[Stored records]
========================

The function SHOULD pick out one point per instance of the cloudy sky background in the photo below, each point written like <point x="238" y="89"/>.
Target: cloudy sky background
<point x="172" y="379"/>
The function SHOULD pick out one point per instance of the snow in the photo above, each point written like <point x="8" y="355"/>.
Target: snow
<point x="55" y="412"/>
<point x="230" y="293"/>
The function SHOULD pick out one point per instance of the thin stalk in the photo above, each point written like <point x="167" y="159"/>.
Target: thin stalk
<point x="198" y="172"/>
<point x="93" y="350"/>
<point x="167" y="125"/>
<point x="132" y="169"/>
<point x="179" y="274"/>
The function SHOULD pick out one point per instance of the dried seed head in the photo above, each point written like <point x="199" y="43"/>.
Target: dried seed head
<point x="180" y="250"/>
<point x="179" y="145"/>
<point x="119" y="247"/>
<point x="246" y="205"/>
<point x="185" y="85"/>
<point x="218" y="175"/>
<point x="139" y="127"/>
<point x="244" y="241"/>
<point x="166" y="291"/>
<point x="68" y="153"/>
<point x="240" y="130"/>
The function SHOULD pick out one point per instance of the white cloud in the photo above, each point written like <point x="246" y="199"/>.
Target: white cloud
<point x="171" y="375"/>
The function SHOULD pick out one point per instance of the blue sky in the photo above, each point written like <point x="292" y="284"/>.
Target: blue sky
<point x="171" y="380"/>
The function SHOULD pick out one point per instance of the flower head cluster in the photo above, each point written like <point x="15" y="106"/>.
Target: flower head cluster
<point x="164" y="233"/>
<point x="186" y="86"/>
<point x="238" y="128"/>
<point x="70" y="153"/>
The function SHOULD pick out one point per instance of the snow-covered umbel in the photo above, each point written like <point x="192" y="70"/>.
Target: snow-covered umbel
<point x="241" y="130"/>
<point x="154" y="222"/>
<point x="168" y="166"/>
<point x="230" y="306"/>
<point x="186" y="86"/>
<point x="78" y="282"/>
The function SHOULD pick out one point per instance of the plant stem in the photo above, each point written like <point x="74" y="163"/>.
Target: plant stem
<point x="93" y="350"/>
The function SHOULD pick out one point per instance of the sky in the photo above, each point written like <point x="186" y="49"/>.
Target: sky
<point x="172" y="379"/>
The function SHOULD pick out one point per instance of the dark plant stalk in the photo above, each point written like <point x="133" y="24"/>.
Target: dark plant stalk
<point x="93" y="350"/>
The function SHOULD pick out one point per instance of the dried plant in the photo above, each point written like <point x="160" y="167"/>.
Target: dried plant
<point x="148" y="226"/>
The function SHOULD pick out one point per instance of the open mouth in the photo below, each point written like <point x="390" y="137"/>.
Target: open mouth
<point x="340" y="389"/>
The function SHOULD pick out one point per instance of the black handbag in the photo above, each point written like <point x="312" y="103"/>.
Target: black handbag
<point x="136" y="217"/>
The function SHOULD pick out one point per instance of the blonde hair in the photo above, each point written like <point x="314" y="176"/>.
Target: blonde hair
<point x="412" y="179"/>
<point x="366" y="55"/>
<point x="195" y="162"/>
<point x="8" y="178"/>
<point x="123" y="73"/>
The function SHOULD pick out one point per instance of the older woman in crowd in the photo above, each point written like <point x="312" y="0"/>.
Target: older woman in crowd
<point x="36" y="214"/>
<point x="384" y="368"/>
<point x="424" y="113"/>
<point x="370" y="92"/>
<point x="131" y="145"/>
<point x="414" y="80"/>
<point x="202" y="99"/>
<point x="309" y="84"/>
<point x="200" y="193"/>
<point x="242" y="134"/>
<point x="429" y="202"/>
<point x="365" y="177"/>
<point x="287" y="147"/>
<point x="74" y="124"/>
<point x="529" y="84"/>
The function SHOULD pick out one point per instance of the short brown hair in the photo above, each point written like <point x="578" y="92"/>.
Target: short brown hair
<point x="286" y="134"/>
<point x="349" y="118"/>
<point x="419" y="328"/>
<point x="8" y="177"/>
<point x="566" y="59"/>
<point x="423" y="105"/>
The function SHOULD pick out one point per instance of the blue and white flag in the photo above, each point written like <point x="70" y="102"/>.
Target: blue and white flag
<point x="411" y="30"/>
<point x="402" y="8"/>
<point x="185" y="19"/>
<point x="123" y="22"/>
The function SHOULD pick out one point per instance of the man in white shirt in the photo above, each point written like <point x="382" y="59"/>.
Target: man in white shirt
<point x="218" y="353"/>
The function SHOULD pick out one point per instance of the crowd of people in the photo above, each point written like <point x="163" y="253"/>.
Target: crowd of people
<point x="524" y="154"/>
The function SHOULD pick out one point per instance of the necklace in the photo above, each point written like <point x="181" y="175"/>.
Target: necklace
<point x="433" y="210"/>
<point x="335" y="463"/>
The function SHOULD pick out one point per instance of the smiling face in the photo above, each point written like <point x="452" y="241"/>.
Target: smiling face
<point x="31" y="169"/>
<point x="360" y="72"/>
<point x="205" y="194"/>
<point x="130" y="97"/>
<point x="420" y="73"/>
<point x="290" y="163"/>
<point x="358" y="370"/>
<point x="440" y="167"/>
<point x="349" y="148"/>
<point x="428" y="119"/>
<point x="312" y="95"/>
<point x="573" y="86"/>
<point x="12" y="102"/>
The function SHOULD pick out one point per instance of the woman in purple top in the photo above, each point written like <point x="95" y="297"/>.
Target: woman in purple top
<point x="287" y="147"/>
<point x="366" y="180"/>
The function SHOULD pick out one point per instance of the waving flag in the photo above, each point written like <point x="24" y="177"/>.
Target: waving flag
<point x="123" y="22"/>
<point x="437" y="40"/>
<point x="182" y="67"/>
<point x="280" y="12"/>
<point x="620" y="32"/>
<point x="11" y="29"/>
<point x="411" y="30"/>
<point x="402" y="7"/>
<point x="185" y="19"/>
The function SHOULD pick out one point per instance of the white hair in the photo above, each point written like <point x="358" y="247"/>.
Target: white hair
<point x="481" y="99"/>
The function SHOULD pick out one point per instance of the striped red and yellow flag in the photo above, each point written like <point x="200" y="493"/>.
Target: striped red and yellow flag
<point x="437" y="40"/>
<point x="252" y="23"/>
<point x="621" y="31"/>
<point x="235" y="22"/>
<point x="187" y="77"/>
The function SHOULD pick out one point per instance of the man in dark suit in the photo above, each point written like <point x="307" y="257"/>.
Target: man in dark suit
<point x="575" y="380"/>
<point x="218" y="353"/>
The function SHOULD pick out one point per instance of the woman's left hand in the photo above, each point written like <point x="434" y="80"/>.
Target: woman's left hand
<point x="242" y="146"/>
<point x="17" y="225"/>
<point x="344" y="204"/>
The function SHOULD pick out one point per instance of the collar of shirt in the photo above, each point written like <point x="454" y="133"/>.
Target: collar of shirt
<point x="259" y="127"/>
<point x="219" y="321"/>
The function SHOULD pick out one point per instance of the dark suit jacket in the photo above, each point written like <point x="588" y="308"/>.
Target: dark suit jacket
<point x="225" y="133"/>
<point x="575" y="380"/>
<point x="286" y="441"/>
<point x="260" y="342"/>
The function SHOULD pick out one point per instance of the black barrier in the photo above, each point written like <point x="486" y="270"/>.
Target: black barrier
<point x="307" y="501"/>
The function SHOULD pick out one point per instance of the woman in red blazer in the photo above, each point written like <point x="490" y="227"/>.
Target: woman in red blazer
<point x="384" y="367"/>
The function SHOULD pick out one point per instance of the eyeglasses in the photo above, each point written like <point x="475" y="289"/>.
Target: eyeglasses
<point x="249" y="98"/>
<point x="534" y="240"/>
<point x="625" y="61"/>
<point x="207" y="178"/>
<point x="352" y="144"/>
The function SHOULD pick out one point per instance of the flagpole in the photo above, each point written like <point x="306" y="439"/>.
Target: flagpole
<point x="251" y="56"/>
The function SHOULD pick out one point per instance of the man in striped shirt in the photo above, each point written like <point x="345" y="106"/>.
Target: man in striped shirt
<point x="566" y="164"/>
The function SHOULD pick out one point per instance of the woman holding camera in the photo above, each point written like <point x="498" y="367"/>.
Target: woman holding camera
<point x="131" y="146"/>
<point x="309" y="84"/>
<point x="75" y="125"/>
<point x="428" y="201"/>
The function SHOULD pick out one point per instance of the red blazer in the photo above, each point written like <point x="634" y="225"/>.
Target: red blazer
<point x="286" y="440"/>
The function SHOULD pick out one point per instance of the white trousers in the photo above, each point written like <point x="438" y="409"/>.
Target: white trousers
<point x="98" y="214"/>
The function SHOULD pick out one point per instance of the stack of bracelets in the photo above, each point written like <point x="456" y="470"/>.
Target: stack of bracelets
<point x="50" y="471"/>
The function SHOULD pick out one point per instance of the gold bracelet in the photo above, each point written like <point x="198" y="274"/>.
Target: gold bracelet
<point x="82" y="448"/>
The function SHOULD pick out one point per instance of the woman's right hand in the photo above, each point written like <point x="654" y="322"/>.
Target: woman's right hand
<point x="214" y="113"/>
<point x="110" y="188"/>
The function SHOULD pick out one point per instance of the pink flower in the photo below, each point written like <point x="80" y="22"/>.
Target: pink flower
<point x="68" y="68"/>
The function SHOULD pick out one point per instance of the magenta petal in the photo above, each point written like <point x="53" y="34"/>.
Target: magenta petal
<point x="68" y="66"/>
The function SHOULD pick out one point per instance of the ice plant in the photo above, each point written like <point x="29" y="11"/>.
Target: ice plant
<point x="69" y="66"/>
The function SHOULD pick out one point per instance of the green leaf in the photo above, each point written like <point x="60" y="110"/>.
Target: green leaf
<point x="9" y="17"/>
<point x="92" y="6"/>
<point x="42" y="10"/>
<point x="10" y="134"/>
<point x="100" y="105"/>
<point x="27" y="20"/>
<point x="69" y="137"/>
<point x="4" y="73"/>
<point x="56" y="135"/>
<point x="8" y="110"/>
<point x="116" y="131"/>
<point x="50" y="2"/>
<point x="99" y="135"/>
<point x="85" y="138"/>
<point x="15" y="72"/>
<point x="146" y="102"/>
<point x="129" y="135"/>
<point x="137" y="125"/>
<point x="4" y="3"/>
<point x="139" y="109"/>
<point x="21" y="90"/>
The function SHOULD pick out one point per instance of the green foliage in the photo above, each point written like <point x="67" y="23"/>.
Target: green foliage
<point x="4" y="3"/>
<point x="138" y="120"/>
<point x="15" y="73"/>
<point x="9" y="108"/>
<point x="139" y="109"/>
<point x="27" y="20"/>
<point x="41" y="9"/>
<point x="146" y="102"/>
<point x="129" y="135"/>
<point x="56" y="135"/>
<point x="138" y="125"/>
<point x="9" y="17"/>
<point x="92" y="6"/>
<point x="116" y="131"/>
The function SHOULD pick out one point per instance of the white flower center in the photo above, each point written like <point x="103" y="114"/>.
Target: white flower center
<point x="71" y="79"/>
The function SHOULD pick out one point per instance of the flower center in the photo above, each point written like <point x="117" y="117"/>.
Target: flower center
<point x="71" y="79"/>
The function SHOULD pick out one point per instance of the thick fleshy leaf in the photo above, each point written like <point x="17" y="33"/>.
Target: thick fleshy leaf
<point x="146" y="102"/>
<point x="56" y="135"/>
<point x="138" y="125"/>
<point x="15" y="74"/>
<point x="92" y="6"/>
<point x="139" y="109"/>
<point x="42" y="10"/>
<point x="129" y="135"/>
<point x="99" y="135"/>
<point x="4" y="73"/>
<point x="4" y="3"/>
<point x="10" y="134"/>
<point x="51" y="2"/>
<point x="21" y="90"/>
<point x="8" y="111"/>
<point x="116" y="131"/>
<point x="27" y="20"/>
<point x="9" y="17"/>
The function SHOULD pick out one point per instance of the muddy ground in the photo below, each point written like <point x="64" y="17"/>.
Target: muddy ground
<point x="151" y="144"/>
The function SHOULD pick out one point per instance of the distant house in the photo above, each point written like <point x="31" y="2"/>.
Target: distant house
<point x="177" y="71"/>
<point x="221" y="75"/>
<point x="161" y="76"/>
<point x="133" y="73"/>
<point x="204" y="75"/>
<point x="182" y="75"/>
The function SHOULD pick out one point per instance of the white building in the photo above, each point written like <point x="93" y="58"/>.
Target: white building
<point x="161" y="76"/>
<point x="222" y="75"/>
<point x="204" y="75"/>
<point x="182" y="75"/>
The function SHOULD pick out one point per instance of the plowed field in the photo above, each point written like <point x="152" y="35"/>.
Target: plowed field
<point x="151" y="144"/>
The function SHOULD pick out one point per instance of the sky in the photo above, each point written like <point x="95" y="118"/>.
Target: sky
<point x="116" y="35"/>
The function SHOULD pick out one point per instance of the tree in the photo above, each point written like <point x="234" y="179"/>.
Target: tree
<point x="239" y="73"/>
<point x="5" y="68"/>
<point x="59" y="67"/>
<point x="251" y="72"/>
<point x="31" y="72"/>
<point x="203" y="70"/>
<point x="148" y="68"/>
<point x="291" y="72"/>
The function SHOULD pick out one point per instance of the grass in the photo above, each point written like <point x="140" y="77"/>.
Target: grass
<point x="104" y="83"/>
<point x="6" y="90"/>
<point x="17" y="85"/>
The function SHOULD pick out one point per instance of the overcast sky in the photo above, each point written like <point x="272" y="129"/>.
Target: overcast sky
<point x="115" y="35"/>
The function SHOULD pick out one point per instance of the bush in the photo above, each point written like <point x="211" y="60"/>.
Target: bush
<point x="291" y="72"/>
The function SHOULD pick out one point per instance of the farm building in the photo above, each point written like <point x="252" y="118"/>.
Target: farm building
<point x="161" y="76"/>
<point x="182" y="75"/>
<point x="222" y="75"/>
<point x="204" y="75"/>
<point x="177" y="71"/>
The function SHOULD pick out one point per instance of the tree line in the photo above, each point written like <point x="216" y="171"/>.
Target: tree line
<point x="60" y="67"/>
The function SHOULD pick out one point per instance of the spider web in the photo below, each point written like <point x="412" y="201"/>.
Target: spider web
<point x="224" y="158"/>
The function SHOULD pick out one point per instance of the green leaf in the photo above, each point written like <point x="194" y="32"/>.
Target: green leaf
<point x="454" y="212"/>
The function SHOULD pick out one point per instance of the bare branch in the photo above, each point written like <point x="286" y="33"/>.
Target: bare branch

========================

*Problem description:*
When the entries above show the word "branch" in a line, copy that line out.

*Problem solution:*
The function SHOULD pick out one point per instance of the bare branch in the photo above, each point written like <point x="286" y="33"/>.
Target: bare branch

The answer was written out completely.